↓

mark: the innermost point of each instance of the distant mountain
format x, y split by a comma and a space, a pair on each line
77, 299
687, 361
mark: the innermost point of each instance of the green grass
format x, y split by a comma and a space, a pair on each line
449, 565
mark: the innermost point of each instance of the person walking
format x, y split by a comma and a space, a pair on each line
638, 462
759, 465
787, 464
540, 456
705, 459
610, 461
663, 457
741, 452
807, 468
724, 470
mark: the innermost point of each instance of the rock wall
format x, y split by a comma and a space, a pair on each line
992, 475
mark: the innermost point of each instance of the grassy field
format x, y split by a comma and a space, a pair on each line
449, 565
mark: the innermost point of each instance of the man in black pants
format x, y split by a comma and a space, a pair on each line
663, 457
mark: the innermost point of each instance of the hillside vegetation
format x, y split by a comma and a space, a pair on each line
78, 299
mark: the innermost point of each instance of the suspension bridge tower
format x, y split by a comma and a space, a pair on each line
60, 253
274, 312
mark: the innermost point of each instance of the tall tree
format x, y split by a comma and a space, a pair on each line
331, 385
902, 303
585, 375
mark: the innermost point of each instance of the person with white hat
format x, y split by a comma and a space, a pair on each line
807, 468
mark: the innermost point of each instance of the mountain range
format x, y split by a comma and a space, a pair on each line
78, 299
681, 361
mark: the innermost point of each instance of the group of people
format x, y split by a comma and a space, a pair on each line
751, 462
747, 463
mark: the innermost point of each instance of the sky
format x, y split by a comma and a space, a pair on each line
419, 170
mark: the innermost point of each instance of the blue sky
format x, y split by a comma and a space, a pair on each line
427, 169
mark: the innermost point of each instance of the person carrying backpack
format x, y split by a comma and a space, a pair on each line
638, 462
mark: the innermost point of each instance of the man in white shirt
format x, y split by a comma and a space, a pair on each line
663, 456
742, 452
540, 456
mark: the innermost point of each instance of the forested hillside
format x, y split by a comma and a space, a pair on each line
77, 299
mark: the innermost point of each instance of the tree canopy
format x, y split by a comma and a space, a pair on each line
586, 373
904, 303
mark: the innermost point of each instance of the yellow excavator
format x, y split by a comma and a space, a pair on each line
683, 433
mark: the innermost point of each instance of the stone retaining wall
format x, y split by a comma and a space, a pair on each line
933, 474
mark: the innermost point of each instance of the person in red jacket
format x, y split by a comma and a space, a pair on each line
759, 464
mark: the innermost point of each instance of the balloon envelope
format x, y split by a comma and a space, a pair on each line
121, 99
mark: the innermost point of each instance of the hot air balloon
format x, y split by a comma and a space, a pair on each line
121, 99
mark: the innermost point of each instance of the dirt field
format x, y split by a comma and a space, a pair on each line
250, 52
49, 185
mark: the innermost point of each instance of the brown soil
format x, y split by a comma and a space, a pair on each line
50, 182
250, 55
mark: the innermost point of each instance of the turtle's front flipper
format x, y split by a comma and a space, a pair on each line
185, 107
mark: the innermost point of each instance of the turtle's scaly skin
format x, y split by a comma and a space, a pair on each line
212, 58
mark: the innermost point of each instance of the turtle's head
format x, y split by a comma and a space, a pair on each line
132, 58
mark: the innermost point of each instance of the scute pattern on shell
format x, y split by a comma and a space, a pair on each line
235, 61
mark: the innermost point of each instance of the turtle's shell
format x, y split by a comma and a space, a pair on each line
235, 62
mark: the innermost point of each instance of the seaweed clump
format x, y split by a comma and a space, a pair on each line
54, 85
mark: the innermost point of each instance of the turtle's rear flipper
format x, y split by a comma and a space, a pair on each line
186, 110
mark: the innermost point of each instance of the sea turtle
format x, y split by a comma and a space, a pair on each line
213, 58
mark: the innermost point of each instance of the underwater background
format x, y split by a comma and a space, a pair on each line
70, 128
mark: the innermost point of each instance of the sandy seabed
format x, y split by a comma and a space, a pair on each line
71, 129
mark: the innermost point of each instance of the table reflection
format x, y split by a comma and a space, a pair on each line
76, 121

↑

= DIRECTIONS =
Set down, unchanged, only those lines above that fall between the line with "mark: the innermost point of each instance of the yellow" and the line with "mark: the innermost point of each instance of the turtle's head", the two end lines included.

= TASK RESPONSE =
mark: the innermost point of each instance of the yellow excavator
format x, y split by a comma and a space, a pair on each line
683, 433
mark: the innermost point of each instance of the stone retaining wall
format x, y split by a comma and a space, a pair on each line
933, 474
mark: the innermost point of each instance of the person in red jacket
format x, y split by a comma and a space, a pair on each line
759, 464
mark: the innermost point of each instance of the balloon envelope
format x, y split by a comma and a space, a pair on each line
121, 99
mark: the innermost point of each instance of the hot air balloon
format x, y split by a comma and a space, a pair on each line
121, 99
mark: the innermost point of each instance of the dirt field
format x, y split by a comma and a space, a pair on each line
250, 52
49, 185
mark: the innermost point of each instance of the brown soil
format x, y split by a comma and a space, a pair on each line
50, 182
250, 55
mark: the innermost point of each instance of the turtle's front flipper
format x, y split by a comma and a space, a pair on each line
185, 107
mark: the innermost point of each instance of the turtle's scaly skin
format x, y split by a comma and a space, a pair on each line
212, 58
mark: the innermost point of each instance of the turtle's head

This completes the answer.